おっと。1投目でアタリが出ました。問答無用!……と即合わせしましたが、空振り。巻き上げると、エビが胴のあたりでちぎれ、親バリと孫針に分かれてしまっている。 なるほどね。合わせが早すぎたのかもしれない。

2投目。着底させたあと、少し待ち、再び竿をゆっくりあおる。テンションをかけつつエサを落としていく。

クッ。

底に着いて糸がふけるやいなや、またアタリがきました。

ほんの一瞬待つと、ガガッと強めのアタリ。ここでピシャッと合わせると魚が乗りました。

リールのドラグは1㎏の引っ張りで糸が出るよう完ぺきに調整済み。容赦なく糸をゴリゴリ巻いていくと、途中で竿がグン、グンと曲がります。

PEからフロロの先糸に変わって、浮いてきたのは本命。おおお、やった~!

小さいので抜き上げます。25㎝。千葉県の漁業規則では、20㎝以下のチャリコ(マダイの幼名)は放流と決まっているのですが、かろうじてクリアしています。小さくても鯛は鯛。引きは強いし。うれしき。

午前7時すぎの満潮まで、まだ1時間以上ある。活性は高そう。どんどん行こう!

どうやら、しゃくり上げたテンヤを底に落としたときにアタリが出るというパターンのようです。チャリコは直ちに海へお帰りいただく。30㎝前後を何枚か上げ、すっかり明るくなった飯岡沖で、この日最初のヤマ場が来ました。
------------------------------
**課題一覧**:
- 1) 本文について、次の問いに答えてください。
(a) 1投目のあと巻き上げたとき、エビはどうなっていましたか。
(b) リールのドラグは何㎏の引っ張りで糸が出るよう調整されていましたか。
(c) 千葉県の漁業規則で放流と決まっているのは、何㎝以下のチャリコですか。
- 2) 本文の「底に着いて糸がふけるやいなや、またアタリがきました。」から「鯛。引きは強いし。うれしき。」までを、一字も変えずに引用してください。
------------------------------
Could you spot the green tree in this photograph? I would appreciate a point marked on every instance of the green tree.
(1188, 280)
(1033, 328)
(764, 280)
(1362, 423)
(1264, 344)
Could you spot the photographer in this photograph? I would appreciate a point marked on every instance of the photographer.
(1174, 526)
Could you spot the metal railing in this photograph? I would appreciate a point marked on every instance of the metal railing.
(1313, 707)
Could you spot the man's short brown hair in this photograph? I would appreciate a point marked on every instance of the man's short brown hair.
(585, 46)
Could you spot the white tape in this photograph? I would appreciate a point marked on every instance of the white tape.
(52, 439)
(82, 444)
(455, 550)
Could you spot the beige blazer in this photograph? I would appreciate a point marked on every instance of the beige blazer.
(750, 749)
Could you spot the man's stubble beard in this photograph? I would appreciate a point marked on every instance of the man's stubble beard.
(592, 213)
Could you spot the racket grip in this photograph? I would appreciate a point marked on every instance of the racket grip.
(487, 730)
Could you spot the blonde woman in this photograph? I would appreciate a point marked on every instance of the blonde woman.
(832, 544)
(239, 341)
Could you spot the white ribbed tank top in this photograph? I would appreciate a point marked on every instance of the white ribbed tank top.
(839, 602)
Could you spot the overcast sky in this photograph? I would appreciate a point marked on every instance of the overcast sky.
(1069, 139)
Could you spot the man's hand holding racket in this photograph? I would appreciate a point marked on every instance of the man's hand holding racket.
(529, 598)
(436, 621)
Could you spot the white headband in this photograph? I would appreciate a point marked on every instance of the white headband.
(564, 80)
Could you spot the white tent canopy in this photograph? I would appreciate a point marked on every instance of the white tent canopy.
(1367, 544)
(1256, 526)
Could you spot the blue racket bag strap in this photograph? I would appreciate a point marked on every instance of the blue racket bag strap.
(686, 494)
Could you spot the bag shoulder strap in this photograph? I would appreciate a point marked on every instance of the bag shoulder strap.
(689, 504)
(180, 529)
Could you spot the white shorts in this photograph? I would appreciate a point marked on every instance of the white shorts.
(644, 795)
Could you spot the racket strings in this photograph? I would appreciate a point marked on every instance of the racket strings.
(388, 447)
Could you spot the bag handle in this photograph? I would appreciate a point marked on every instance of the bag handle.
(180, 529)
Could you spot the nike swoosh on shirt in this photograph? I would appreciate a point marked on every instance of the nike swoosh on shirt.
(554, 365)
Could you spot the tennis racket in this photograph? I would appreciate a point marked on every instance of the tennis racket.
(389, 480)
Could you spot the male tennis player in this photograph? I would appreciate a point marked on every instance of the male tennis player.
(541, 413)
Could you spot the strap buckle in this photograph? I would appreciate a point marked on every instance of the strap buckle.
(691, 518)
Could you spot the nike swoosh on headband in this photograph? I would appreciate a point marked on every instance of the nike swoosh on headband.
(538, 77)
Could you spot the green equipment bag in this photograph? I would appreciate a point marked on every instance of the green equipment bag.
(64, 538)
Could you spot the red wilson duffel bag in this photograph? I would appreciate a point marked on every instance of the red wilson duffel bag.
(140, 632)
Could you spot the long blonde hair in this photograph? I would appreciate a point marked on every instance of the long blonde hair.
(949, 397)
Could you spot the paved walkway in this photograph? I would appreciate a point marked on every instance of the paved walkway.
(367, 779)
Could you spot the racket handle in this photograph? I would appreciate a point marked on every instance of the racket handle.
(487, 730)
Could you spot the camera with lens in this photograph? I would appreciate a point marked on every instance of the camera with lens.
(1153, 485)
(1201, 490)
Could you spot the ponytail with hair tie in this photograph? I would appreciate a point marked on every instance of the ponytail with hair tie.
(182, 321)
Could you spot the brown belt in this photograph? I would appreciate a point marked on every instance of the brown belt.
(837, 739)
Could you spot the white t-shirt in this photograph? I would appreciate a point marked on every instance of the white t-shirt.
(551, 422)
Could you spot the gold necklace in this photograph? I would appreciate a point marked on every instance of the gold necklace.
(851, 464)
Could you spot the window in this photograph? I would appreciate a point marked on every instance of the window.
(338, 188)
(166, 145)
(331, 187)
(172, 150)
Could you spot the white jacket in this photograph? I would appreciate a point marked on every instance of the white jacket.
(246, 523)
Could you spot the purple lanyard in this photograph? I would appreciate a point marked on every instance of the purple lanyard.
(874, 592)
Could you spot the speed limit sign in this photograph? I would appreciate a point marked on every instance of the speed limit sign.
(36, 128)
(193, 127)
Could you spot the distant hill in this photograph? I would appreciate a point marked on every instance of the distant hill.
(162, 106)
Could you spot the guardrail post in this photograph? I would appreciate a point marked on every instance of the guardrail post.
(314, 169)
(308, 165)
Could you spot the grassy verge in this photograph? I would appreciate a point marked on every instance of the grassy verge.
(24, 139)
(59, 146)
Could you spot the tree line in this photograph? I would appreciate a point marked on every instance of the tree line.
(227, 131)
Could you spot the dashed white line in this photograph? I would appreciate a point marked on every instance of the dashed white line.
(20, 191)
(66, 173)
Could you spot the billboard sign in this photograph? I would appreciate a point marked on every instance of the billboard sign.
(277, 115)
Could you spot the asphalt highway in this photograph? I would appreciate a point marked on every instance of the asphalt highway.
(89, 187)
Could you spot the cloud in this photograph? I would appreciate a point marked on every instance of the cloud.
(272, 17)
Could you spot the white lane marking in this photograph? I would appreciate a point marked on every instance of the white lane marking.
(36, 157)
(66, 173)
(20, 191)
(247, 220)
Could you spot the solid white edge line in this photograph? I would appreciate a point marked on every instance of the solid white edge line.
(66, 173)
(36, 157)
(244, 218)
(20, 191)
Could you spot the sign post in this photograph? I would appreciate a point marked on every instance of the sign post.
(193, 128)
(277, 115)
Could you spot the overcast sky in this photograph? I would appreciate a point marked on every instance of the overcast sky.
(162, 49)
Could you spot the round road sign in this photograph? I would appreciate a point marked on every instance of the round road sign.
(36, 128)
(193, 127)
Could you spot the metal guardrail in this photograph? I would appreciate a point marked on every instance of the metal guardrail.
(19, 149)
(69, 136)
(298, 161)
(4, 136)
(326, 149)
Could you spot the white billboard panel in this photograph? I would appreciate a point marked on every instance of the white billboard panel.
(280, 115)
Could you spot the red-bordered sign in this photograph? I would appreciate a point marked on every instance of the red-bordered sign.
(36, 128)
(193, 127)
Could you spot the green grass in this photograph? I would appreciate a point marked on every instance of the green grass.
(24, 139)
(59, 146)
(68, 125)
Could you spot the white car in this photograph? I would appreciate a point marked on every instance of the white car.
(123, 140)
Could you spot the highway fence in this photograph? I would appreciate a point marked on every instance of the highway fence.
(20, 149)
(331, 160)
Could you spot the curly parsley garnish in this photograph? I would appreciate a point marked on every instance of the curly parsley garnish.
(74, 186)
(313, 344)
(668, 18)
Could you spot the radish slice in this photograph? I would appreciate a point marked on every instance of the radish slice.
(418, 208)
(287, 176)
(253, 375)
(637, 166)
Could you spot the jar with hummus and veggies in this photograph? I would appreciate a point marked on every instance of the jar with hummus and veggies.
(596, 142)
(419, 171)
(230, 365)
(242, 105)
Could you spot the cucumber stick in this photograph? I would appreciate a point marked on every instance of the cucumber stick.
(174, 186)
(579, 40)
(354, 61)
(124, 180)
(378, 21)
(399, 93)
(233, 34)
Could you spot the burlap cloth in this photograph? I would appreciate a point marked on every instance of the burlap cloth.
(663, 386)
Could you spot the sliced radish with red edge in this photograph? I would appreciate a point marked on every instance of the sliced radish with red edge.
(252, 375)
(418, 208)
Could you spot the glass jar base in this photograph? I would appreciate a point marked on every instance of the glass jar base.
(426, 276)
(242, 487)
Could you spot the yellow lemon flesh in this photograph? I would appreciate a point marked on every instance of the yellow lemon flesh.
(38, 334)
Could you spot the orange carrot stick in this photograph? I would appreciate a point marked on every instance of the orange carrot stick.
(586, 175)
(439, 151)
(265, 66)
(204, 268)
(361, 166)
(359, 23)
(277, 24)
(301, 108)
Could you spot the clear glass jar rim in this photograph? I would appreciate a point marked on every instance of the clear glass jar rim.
------------------------------
**解答一覧**:
- 1)
(a) 胴のあたりでちぎれ、親バリと孫針に分かれていました。
(b) 1㎏です。
(c) 20㎝以下のチャリコです。

- 2)
底に着いて糸がふけるやいなや、またアタリがきました。

ほんの一瞬待つと、ガガッと強めのアタリ。ここでピシャッと合わせると魚が乗りました。

リールのドラグは1㎏の引っ張りで糸が出るよう完ぺきに調整済み。容赦なく糸をゴリゴリ巻いていくと、途中で竿がグン、グンと曲がります。

PEからフロロの先糸に変わって、浮いてきたのは本命。おおお、やった~!

小さいので抜き上げます。25㎝。千葉県の漁業規則では、20㎝以下のチャリコ(マダイの幼名)は放流と決まっているのですが、かろうじてクリアしています。小さくても鯛は鯛。引きは強いし。うれしき。